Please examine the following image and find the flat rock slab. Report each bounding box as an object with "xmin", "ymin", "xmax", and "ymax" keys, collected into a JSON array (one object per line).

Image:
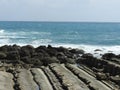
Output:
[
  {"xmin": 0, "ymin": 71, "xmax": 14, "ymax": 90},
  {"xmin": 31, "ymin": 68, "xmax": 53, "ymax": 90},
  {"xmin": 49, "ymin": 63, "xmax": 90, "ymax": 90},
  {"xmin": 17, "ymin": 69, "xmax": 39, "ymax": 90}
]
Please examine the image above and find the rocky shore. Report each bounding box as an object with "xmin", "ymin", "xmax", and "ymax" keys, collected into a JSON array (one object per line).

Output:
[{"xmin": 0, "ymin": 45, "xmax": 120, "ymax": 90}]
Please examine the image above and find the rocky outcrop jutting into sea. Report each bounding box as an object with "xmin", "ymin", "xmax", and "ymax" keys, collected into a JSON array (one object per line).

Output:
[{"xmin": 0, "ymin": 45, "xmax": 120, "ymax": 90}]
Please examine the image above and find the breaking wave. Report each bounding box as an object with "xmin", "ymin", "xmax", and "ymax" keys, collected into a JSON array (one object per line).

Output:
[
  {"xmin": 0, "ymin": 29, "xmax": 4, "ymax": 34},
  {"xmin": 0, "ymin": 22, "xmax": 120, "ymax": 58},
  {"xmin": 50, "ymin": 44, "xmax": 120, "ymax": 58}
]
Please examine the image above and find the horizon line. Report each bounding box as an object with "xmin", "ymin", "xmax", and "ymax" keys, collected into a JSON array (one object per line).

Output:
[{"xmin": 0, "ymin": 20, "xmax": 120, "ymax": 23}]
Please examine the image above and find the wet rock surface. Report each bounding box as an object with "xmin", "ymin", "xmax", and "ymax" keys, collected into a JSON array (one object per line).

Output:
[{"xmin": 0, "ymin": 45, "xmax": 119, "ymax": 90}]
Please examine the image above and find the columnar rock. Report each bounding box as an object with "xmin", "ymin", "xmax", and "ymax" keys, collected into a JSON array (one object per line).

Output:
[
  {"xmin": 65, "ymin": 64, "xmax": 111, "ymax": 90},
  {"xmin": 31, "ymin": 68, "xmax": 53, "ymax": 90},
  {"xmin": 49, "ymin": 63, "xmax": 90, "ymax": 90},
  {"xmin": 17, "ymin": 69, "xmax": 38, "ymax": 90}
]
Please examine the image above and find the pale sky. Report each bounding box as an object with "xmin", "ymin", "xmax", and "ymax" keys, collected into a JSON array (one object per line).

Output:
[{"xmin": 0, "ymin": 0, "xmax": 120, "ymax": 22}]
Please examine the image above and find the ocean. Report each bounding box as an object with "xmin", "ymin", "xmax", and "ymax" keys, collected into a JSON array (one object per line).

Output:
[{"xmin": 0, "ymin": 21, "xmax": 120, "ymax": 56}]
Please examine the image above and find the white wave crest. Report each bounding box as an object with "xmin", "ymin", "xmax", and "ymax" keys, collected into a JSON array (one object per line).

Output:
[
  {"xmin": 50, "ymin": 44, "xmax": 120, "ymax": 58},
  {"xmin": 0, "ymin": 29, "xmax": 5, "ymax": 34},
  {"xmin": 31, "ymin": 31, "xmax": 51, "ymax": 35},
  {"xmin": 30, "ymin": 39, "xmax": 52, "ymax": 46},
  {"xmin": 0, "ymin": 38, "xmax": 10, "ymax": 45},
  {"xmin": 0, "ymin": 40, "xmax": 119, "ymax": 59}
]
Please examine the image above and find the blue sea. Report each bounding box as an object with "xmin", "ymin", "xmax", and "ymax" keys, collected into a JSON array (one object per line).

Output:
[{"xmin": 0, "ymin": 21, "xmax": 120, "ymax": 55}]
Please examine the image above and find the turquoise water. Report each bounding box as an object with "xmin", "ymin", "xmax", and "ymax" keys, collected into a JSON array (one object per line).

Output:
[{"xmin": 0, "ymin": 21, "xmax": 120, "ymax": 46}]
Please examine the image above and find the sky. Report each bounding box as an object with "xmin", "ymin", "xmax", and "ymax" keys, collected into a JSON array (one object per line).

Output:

::::

_What you are asked to do:_ Please state how many lines in the entries above include the string "rocky", and write only that number.

_Task answer:_ 2